══ RECORDED DATA

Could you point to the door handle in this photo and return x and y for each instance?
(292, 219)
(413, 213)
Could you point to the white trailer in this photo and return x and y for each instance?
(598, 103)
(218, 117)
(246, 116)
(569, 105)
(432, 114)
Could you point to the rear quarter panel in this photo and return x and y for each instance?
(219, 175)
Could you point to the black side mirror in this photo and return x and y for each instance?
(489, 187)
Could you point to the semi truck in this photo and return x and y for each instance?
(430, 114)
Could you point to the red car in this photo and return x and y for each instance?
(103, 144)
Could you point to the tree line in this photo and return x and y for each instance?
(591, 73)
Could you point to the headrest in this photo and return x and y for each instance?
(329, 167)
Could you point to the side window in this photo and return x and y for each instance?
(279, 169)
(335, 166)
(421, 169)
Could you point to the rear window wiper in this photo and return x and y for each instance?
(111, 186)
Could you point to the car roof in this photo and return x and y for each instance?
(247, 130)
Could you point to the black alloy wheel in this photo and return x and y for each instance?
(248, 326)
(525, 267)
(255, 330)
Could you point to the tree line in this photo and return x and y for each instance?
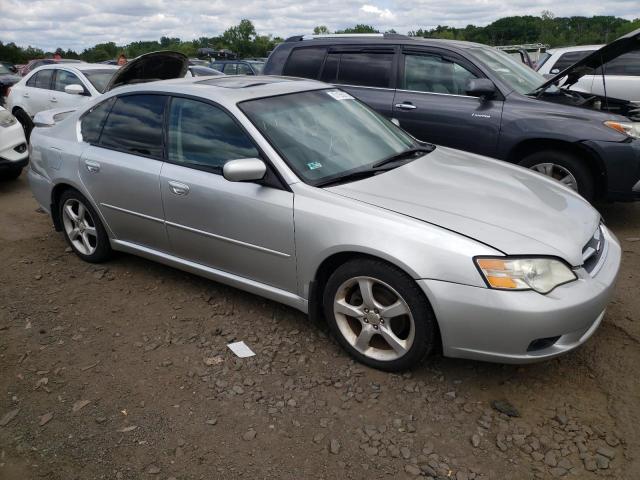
(244, 40)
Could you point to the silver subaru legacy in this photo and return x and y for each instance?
(294, 190)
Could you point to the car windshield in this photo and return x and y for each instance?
(99, 78)
(519, 77)
(258, 67)
(326, 134)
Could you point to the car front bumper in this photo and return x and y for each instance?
(494, 325)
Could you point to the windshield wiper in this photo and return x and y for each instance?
(412, 152)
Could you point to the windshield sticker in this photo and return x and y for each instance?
(338, 95)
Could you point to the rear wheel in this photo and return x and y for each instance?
(26, 122)
(564, 167)
(82, 228)
(379, 315)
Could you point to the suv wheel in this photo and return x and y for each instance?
(82, 228)
(379, 315)
(565, 168)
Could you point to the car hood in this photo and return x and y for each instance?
(586, 66)
(509, 208)
(163, 65)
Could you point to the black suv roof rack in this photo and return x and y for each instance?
(299, 38)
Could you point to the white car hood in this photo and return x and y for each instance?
(512, 209)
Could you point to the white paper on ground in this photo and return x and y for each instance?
(241, 349)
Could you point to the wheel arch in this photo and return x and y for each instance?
(335, 260)
(594, 162)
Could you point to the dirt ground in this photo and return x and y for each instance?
(121, 371)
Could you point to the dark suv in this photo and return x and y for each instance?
(476, 98)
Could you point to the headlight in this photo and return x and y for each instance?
(630, 129)
(510, 273)
(6, 119)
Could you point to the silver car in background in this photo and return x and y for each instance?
(294, 190)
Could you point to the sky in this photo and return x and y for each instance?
(74, 24)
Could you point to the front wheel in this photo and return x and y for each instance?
(565, 168)
(379, 315)
(82, 228)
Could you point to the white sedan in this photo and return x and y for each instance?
(56, 86)
(13, 147)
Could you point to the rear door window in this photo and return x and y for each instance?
(204, 136)
(41, 79)
(64, 78)
(305, 62)
(435, 74)
(135, 125)
(365, 68)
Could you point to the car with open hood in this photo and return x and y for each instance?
(476, 98)
(295, 190)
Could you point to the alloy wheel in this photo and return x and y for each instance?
(557, 172)
(374, 318)
(79, 226)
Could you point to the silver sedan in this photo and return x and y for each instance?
(298, 192)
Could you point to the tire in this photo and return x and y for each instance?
(558, 164)
(25, 121)
(82, 228)
(368, 333)
(11, 174)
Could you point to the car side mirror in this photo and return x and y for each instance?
(74, 89)
(244, 170)
(481, 87)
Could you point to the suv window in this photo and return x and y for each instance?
(365, 68)
(244, 69)
(434, 74)
(626, 65)
(41, 79)
(568, 59)
(93, 121)
(206, 136)
(64, 78)
(305, 62)
(231, 68)
(134, 125)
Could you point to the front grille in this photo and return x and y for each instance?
(593, 250)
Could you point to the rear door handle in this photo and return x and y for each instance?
(178, 188)
(405, 106)
(93, 167)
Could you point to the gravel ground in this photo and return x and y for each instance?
(121, 371)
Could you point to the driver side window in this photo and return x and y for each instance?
(435, 74)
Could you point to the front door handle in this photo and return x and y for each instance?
(178, 188)
(93, 167)
(405, 106)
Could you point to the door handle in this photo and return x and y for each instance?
(405, 106)
(178, 188)
(92, 167)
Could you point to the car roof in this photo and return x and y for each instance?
(381, 39)
(227, 90)
(577, 48)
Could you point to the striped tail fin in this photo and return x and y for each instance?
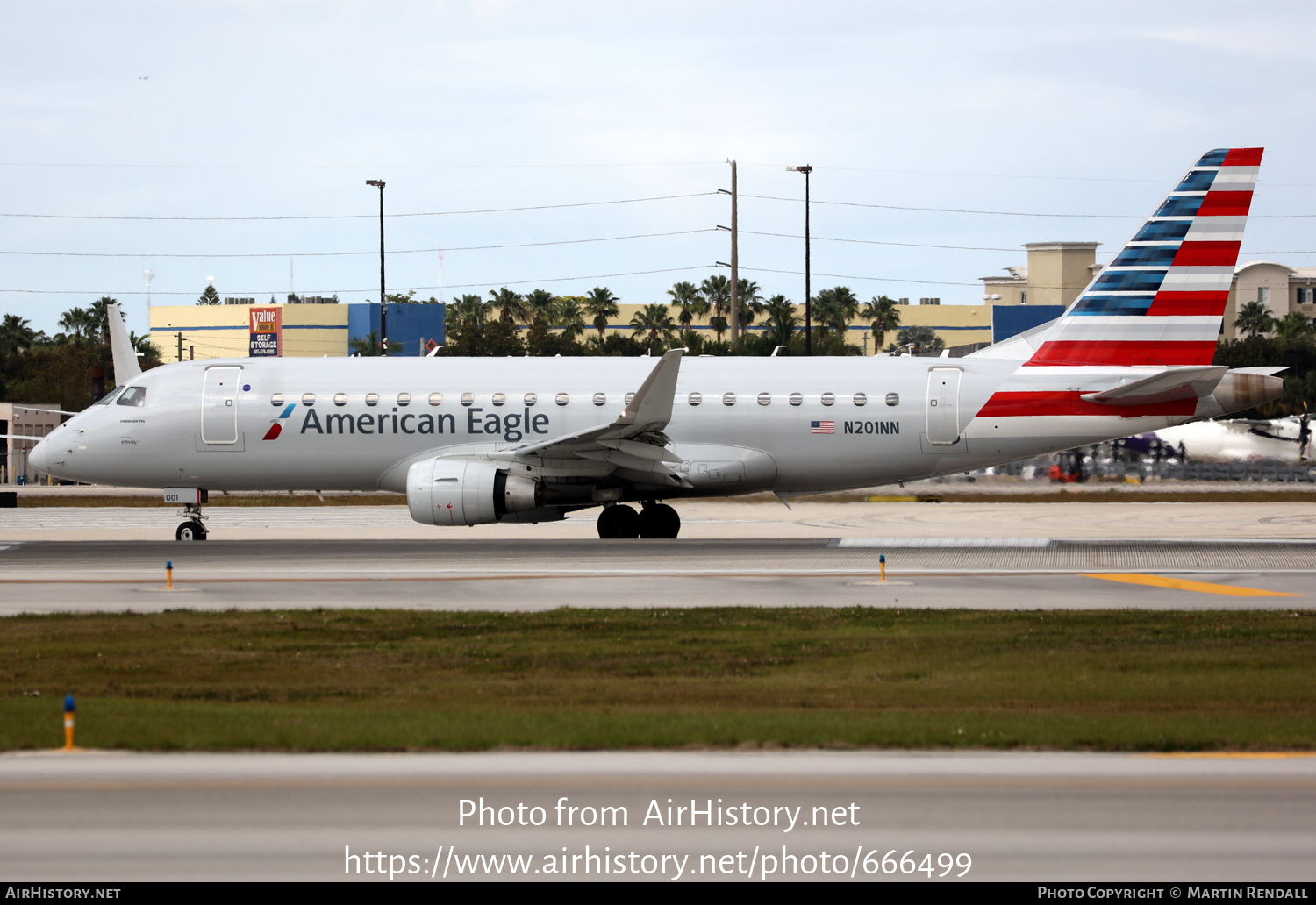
(1162, 299)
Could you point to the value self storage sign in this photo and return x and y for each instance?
(266, 333)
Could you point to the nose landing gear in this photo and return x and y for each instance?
(194, 529)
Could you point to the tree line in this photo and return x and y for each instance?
(68, 367)
(579, 325)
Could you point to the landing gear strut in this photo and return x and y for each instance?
(654, 521)
(194, 529)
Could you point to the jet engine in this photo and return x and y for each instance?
(457, 492)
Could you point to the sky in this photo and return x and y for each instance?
(113, 115)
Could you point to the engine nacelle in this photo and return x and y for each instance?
(457, 492)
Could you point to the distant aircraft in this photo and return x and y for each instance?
(529, 439)
(1242, 439)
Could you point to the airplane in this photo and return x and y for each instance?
(482, 441)
(1242, 439)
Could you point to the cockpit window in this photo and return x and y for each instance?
(133, 396)
(111, 396)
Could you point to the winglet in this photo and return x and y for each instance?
(650, 407)
(121, 347)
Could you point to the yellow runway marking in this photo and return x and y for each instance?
(1184, 584)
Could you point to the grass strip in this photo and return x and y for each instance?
(658, 678)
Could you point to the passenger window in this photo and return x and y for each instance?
(134, 396)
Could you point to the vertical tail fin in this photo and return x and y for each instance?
(1162, 297)
(121, 347)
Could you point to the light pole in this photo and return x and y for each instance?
(383, 300)
(808, 320)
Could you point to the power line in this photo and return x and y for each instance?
(340, 254)
(320, 292)
(361, 216)
(1007, 213)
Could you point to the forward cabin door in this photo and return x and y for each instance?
(220, 405)
(944, 405)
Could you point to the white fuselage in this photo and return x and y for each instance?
(760, 412)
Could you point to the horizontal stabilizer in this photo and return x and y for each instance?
(1191, 381)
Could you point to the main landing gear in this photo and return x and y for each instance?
(194, 529)
(654, 520)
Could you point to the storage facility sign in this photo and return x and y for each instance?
(266, 331)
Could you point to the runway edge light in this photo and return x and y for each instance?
(68, 723)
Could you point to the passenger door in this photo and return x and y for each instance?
(220, 405)
(944, 405)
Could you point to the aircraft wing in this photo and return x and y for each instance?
(1190, 381)
(632, 445)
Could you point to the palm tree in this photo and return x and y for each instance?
(1255, 318)
(468, 310)
(655, 323)
(16, 334)
(1294, 326)
(511, 305)
(542, 307)
(836, 308)
(747, 300)
(781, 318)
(78, 321)
(691, 303)
(923, 338)
(600, 304)
(569, 315)
(883, 313)
(718, 294)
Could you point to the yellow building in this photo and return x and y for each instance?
(186, 331)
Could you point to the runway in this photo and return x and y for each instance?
(544, 574)
(1016, 816)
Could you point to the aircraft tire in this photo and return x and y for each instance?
(190, 531)
(619, 521)
(660, 521)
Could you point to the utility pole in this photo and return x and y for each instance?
(734, 262)
(383, 299)
(808, 320)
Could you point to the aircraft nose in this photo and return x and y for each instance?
(39, 457)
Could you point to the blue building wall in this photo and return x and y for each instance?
(410, 326)
(1011, 320)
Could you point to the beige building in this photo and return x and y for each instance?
(1055, 275)
(33, 420)
(1278, 287)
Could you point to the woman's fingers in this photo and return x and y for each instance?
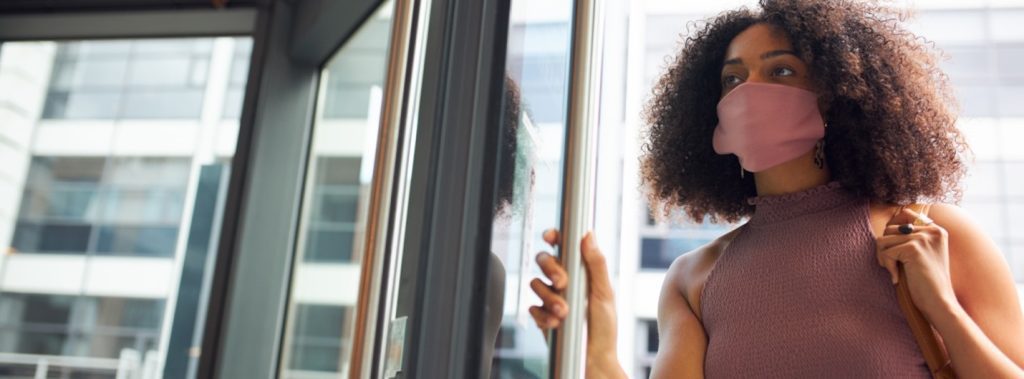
(597, 268)
(544, 319)
(553, 269)
(552, 237)
(553, 302)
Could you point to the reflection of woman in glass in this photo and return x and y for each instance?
(842, 116)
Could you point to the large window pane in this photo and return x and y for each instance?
(529, 181)
(320, 324)
(110, 201)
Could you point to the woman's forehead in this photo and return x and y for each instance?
(757, 40)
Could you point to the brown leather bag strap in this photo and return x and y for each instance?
(934, 351)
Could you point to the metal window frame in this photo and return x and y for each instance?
(448, 229)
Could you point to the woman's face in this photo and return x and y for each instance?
(763, 54)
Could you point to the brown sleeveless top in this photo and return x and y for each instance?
(799, 293)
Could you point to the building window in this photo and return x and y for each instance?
(122, 79)
(237, 79)
(60, 325)
(350, 77)
(122, 206)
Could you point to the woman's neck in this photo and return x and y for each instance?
(796, 175)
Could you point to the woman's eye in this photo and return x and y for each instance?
(784, 72)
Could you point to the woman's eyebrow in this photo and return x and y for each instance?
(774, 53)
(769, 54)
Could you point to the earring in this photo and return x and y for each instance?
(819, 153)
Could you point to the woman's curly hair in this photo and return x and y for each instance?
(891, 115)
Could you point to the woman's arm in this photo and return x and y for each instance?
(961, 282)
(682, 341)
(983, 330)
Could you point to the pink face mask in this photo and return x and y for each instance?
(767, 124)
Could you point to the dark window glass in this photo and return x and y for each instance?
(51, 238)
(317, 337)
(658, 253)
(40, 342)
(337, 204)
(46, 308)
(506, 337)
(329, 244)
(126, 312)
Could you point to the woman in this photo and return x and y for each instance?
(816, 120)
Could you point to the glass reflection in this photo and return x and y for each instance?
(325, 287)
(529, 177)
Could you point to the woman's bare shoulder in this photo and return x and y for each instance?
(689, 271)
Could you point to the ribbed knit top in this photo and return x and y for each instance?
(798, 293)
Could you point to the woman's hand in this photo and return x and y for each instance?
(602, 361)
(925, 256)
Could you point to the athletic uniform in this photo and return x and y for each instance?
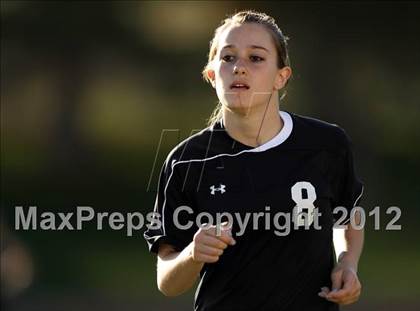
(307, 165)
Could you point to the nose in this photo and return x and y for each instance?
(239, 68)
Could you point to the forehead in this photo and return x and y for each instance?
(242, 35)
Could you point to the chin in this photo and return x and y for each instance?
(238, 107)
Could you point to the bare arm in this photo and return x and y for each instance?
(346, 287)
(178, 271)
(348, 244)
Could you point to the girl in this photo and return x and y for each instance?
(254, 159)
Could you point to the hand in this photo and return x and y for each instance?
(210, 242)
(346, 287)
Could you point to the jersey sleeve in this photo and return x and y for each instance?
(170, 196)
(349, 188)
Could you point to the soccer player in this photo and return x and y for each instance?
(254, 159)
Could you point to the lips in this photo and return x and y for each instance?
(239, 85)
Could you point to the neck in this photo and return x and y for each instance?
(255, 128)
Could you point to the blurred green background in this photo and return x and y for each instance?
(88, 87)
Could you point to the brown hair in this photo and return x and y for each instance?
(249, 16)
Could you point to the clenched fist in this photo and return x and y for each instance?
(210, 242)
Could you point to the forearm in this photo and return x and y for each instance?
(177, 272)
(348, 244)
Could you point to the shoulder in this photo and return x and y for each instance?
(195, 146)
(316, 133)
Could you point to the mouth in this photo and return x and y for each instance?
(239, 86)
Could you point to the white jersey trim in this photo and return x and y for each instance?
(274, 142)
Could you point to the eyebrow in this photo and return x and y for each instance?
(249, 46)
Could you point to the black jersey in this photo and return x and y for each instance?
(307, 165)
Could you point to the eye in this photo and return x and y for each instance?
(227, 58)
(255, 58)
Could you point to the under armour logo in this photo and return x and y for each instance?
(221, 188)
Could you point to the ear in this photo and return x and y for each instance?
(212, 77)
(282, 77)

════

▶ [WHAT TO DO]:
Copy out the records word for word, beginning at the line that contains "Could you point to the runway in" and stopping after the line that contains "(1278, 287)".

▶ [WRITTEN RESPONSE]:
Could you point to the runway in this photo and return x and y for each instance?
(544, 574)
(1016, 816)
Could you point to the aircraft tire in this photo and return x and y for each instance?
(190, 531)
(619, 521)
(660, 521)
Could you point to the utility pole in this photo and return x and y for each instance?
(734, 262)
(383, 299)
(808, 320)
Could you point to the aircraft nose in this photo and return x and y for each instance?
(39, 457)
Could you point to the blue building wall in this photo and return x and y for each instance?
(410, 326)
(1011, 320)
Could you point to the beige building in this photo and return x and y for each instance?
(1055, 275)
(33, 420)
(1278, 287)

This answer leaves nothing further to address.